What you have to do
Your task is to restate the data word for word.

BEGIN Data section

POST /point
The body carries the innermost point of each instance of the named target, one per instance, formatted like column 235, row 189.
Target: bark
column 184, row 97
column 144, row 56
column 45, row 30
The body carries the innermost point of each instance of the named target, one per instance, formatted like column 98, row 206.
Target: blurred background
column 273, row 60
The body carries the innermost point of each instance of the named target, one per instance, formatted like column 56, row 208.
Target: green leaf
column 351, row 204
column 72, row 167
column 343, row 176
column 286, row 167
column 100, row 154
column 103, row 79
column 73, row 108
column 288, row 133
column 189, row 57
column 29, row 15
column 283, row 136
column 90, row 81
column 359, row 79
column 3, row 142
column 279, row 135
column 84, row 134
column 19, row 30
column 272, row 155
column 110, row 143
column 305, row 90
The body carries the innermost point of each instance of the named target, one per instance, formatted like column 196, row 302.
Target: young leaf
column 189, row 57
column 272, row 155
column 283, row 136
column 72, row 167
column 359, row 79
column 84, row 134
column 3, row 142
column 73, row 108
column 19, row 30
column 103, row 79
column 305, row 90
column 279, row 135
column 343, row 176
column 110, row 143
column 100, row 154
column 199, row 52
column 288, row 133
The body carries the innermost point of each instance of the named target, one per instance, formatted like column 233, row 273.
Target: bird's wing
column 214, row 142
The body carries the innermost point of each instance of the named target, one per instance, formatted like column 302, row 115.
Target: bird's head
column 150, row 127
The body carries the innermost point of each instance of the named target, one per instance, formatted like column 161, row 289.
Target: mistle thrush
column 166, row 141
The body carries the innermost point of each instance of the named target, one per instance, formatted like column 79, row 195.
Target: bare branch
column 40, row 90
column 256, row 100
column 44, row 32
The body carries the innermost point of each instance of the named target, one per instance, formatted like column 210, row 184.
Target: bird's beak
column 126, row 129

END Data section

Answer to this exercise
POST /point
The body carries the innermost point of each instance of the named target, one per instance, formatted like column 235, row 189.
Target: bark
column 184, row 97
column 144, row 56
column 45, row 30
The body carries the innermost point of each instance of the named target, one per instance, formatted like column 98, row 206.
Target: blurred background
column 273, row 60
The body carries the innermost point of each instance of the named target, one per instance, formatted like column 56, row 208.
Target: green leaf
column 351, row 204
column 72, row 167
column 343, row 176
column 286, row 167
column 100, row 154
column 103, row 79
column 73, row 108
column 288, row 133
column 189, row 57
column 29, row 15
column 283, row 136
column 90, row 81
column 359, row 79
column 3, row 142
column 279, row 135
column 84, row 134
column 19, row 30
column 272, row 155
column 110, row 143
column 305, row 90
The body carries the innermost point of each instance of the named target, one per instance, formatted like column 196, row 302.
Target: young leaf
column 189, row 57
column 272, row 155
column 283, row 136
column 72, row 167
column 359, row 79
column 84, row 134
column 3, row 142
column 73, row 108
column 19, row 30
column 103, row 79
column 305, row 90
column 279, row 135
column 343, row 176
column 110, row 143
column 100, row 154
column 199, row 52
column 288, row 133
The body carries the innermost point of each instance of the named target, one per instance, formatted like column 233, row 273.
Target: bird's wing
column 214, row 142
The body carries the innermost point of each instance of the named target, one per instance, formatted like column 302, row 115.
Target: bird's head
column 150, row 127
The body carries the innermost point of each instance of the named target, one per instance, formatted like column 161, row 289.
Target: mistle thrush
column 166, row 141
The body carries the innermost point of each instance of the named target, one per instance, formatted like column 79, row 195.
Target: bare branch
column 40, row 90
column 256, row 100
column 44, row 32
The body carries the innermost point of each instance of the named target, one per instance, formatted like column 210, row 184.
Target: bird's beak
column 126, row 129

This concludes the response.